--- Excerpt Enclosed Below ---

The chado-db source
We have developed an InterMine DataLoader to read data from the GMOD Chado database schema into an InterMine warehouse. The InterMine core data model is broadly similar to that of Chado. The eventual aim is to allow import of any Chado database with some configuration. This will provide a web environment to perform rapid, complex queries on Chado databases with minimal development effort. If you are interested in importing your Chado database please contact us - dev[at]flymine.org.
Chado tables
The chado-db source is able to integrate objects from a Chado database. Currently only tables from the Chado sequence module are read.
These tables are queried from the chado database:
- feature
- used to create objects in the ObjectStore
- The default configuration only supports features that have a Sequence Ontology type (eg. gene, exon, chromosome)
- Each new feature in InterMine will be a sub-class of LocatedSequenceFeature.
- featureloc
- used to create Location objects to set chromosomeLocation reference in each LocatedSequenceFeature
- feature_relationship
- used to find part_of relationships between features
- this information is used to create parent-child references and collections
- examples include setting the transcripts collection in the Exon objects and the gene reference in the Transcript class.

--- End of Enclosed Excerpt ---

> [Required actions]:
- A) From the text on the chado-db source, write out the passage that begins at the words "Chado tables" and stops after "gene, exon, chromosome)".
- B) According to the text on the chado-db source, the chado-db source currently reads tables from which Chado module?

--- Record set Enclosed Below ---

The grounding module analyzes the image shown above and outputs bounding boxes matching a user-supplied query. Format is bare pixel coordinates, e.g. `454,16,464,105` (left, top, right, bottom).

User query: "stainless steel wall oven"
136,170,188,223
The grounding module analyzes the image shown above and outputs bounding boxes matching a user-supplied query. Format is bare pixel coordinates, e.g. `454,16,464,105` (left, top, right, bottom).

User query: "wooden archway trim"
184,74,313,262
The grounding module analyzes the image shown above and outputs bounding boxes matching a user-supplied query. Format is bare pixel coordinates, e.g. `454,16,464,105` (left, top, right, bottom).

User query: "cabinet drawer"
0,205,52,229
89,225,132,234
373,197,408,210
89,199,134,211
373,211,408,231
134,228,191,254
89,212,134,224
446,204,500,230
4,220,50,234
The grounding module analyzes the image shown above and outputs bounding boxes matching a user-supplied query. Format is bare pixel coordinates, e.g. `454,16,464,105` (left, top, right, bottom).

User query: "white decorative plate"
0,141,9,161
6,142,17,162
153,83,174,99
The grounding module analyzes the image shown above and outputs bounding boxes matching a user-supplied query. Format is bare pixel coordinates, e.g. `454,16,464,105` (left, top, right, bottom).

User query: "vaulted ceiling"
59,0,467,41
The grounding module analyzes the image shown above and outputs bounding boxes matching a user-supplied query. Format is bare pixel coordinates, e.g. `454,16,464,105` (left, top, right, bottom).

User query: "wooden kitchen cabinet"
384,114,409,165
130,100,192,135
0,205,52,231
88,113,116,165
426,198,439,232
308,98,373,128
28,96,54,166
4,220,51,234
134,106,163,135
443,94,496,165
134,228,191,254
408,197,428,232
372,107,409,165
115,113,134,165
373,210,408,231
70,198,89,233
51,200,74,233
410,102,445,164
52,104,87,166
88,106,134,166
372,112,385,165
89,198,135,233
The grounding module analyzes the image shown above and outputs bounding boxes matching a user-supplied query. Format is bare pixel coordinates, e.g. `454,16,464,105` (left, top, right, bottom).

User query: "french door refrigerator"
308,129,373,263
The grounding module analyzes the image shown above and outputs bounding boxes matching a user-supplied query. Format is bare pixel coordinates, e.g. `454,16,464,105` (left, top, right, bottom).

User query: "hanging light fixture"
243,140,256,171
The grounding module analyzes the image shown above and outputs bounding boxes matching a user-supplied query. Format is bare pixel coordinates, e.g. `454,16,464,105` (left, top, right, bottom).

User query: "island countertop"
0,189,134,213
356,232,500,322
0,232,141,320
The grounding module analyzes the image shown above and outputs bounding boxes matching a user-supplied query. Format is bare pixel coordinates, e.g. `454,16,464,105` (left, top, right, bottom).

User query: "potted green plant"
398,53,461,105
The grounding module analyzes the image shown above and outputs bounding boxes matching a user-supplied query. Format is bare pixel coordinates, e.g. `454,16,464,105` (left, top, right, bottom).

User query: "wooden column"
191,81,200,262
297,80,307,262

--- End of Enclosed Record set ---

> [Answers by item]:
- A)
Chado tables
The chado-db source is able to integrate objects from a Chado database. Currently only tables from the Chado sequence module are read.
These tables are queried from the chado database:
- feature
- used to create objects in the ObjectStore
- The default configuration only supports features that have a Sequence Ontology type (eg. gene, exon, chromosome)

- B) The Chado sequence module.